WORK REQUEST =
Check every line of the data and copy the ones where "tomato" appears.

RECORDS TO PROCESS =

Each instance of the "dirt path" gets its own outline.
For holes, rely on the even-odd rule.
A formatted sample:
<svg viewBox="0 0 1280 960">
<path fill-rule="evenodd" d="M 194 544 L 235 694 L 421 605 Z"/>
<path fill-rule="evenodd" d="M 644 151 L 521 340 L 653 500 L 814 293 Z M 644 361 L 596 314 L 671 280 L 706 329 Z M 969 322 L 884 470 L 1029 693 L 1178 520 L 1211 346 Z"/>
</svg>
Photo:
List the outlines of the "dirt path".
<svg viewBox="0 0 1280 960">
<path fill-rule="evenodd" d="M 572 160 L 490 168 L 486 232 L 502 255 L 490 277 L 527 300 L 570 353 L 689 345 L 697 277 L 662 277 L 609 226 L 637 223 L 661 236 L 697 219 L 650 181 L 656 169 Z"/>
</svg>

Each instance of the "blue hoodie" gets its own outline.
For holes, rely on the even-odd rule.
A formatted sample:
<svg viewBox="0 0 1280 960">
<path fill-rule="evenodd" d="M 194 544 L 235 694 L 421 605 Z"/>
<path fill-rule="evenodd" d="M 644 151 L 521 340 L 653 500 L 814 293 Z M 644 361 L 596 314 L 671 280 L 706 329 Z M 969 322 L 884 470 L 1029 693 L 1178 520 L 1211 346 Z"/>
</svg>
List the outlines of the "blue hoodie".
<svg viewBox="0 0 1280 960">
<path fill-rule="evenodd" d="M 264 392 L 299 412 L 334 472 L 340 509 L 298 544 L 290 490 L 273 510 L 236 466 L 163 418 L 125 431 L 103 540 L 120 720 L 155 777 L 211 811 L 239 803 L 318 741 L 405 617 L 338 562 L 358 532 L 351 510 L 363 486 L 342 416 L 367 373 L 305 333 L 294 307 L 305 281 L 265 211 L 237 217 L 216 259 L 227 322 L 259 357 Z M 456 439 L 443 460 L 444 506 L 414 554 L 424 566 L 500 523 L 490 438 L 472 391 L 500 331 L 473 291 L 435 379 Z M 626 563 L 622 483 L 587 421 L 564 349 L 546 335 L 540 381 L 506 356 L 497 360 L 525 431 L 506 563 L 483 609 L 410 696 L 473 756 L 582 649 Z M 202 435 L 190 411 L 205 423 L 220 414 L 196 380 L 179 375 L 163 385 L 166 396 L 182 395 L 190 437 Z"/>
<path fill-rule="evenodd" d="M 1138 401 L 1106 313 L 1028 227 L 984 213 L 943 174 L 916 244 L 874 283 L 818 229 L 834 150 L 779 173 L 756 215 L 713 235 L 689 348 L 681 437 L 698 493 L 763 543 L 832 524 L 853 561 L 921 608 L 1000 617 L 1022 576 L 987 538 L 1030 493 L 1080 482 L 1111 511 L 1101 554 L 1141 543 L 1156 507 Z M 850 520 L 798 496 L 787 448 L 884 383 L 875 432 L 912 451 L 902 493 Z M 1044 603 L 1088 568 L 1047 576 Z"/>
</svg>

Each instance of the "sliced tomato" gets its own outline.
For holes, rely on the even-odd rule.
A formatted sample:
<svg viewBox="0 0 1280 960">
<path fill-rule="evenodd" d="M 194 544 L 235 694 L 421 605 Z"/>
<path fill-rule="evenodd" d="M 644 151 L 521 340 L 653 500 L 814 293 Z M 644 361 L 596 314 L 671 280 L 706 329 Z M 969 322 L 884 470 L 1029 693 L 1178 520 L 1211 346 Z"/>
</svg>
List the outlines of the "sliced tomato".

* * *

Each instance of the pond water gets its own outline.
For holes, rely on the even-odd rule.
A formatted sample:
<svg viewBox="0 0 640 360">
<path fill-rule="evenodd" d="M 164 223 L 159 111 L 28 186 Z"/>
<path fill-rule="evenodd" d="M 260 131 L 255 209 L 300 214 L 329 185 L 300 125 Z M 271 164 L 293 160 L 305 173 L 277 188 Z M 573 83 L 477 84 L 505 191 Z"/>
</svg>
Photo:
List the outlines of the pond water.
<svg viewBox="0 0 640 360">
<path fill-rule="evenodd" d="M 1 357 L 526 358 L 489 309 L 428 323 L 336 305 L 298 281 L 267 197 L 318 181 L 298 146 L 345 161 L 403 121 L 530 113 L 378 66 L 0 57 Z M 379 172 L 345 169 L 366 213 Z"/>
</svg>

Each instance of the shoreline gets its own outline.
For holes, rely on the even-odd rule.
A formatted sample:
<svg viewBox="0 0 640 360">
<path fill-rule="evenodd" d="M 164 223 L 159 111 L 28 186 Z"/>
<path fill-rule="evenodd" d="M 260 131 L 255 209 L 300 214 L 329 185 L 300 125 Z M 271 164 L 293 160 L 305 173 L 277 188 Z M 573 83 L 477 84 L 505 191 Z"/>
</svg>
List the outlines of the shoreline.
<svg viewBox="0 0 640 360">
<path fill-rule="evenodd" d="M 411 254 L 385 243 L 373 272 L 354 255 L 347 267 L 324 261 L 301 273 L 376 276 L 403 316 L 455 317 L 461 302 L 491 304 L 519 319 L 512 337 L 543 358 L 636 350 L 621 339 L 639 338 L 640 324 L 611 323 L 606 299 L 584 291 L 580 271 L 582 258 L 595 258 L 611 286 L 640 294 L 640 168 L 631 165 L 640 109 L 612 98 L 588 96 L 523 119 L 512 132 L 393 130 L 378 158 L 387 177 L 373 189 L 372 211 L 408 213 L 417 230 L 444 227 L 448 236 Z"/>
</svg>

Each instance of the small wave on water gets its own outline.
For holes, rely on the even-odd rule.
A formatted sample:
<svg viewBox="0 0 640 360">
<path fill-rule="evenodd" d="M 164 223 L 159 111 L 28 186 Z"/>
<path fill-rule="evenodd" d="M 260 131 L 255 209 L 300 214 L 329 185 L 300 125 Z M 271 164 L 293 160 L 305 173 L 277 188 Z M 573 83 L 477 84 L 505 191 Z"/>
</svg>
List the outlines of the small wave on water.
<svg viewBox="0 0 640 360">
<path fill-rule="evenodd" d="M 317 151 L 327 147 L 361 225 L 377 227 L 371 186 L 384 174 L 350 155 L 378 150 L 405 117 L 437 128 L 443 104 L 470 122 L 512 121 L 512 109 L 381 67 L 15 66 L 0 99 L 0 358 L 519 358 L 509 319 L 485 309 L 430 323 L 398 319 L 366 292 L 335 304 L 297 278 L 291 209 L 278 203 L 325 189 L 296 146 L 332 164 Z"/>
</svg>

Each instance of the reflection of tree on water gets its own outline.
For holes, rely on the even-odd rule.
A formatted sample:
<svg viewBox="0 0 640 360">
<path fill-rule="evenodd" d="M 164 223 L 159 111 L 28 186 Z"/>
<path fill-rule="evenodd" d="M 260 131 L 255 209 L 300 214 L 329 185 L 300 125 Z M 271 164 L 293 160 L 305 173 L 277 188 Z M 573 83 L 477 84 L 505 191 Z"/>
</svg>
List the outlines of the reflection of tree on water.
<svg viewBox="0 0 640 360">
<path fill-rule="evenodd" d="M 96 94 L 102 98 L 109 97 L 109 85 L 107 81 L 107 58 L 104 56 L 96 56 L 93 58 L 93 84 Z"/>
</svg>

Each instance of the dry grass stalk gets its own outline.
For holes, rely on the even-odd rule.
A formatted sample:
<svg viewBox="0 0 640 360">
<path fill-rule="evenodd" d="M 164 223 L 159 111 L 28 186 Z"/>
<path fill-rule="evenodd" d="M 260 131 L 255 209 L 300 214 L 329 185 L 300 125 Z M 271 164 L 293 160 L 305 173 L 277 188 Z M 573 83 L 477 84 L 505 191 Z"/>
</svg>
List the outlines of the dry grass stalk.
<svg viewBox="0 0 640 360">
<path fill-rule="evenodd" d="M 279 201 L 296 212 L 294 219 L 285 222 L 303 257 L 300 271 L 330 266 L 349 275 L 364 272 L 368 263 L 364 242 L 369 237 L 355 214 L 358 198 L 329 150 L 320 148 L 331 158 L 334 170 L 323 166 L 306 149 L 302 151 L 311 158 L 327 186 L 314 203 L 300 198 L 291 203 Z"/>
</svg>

TASK RESPONSE =
Each instance of the "sliced tomato" gets its own outline.
List the outlines of the "sliced tomato".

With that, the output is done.